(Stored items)
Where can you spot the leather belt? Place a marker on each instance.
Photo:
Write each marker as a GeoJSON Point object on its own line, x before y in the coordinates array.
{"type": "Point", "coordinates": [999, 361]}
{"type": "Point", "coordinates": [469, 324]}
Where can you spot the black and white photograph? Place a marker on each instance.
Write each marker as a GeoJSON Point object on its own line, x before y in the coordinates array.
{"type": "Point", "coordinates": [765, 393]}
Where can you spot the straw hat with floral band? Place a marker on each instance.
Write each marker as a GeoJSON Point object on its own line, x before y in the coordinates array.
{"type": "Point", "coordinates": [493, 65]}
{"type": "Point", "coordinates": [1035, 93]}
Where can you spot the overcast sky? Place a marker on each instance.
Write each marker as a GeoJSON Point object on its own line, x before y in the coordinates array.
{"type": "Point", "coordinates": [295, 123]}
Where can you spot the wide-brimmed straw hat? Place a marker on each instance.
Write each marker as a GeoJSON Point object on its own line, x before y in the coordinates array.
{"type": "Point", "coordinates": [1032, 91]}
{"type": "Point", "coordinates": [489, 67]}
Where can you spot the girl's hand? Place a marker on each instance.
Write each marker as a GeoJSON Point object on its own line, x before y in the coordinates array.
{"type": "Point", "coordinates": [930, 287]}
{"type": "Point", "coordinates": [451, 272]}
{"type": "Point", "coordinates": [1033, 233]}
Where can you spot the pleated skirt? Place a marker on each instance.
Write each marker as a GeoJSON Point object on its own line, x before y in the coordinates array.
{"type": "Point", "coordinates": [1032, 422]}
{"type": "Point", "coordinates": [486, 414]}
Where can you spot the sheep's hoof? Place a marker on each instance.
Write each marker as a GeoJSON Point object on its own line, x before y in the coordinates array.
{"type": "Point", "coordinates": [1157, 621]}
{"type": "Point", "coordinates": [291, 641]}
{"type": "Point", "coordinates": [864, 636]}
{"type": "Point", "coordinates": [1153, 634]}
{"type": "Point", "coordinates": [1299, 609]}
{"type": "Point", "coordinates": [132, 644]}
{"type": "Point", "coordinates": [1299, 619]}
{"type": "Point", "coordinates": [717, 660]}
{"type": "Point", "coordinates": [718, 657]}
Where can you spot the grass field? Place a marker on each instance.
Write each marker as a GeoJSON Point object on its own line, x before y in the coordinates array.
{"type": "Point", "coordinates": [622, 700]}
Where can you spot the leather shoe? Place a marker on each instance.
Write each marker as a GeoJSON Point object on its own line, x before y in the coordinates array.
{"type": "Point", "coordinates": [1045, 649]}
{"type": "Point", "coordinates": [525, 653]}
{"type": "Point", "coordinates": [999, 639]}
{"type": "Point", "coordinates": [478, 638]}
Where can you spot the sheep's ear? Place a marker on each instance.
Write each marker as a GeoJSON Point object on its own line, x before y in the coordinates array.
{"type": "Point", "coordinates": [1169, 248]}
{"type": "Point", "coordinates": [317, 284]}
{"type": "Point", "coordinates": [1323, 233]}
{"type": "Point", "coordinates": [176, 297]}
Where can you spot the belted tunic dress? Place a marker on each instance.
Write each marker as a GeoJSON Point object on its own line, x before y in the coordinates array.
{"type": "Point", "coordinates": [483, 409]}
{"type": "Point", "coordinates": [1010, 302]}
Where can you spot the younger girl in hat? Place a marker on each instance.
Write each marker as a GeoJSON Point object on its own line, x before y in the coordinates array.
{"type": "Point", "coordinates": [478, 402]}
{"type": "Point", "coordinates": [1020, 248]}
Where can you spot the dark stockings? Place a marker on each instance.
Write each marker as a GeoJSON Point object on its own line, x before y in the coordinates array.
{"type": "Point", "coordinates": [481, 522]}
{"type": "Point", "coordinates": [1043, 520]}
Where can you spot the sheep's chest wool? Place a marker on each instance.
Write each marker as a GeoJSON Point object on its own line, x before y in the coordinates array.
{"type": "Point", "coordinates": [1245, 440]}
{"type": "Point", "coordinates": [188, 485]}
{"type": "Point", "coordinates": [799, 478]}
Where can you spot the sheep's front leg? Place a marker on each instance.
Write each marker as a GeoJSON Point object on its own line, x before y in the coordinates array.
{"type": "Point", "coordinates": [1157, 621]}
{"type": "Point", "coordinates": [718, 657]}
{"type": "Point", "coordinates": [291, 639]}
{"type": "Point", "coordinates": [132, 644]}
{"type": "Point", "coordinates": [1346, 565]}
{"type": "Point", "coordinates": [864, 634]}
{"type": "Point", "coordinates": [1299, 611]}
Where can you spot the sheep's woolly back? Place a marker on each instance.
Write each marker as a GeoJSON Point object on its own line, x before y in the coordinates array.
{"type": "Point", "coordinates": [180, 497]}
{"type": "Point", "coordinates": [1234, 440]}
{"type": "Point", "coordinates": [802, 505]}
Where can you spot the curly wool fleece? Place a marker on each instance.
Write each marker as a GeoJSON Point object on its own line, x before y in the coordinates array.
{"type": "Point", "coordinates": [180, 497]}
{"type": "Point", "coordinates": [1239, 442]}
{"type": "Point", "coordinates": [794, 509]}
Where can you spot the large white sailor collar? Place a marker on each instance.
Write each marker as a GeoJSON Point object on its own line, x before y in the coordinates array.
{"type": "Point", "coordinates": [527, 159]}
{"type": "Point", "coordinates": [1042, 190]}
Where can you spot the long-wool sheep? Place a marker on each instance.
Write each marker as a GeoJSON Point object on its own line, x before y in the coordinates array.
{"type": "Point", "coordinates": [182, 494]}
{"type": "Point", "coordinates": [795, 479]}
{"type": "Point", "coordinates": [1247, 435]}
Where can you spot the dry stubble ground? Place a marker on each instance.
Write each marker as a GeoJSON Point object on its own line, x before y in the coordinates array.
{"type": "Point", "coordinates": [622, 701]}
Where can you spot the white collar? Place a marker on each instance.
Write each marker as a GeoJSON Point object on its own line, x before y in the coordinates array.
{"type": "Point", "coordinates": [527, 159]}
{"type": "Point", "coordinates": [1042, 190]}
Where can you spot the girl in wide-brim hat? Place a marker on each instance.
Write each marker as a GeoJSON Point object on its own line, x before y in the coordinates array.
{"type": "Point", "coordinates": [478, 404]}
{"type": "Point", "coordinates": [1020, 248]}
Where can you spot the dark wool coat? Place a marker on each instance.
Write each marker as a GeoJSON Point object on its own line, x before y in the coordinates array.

Your instructions — Copy word for word every line from the one containing "Where can you spot the dry" through the last line of the entries, including both ends.

Exercise response —
Where can you spot the dry stubble ground? Place a marker on each instance.
Write each marker as a GeoJSON Point object on its own line, x before y in the coordinates array.
{"type": "Point", "coordinates": [622, 701]}
Where can you spot the white collar? Place a marker on each instance.
Write each marker as a GeoJSON Point object on its own line, x before y in the coordinates array.
{"type": "Point", "coordinates": [527, 159]}
{"type": "Point", "coordinates": [1042, 190]}
Where can you spot the girl in wide-brim hat? Place a marker on each instance.
Write each marker as a GeoJSON Point object on its own line, x before y in the coordinates array.
{"type": "Point", "coordinates": [478, 404]}
{"type": "Point", "coordinates": [1020, 248]}
Where can you spot the dark wool coat? Place a marker on each instance.
Write each marker as a GeoJSON Point object on its own line, x before y in the coordinates array.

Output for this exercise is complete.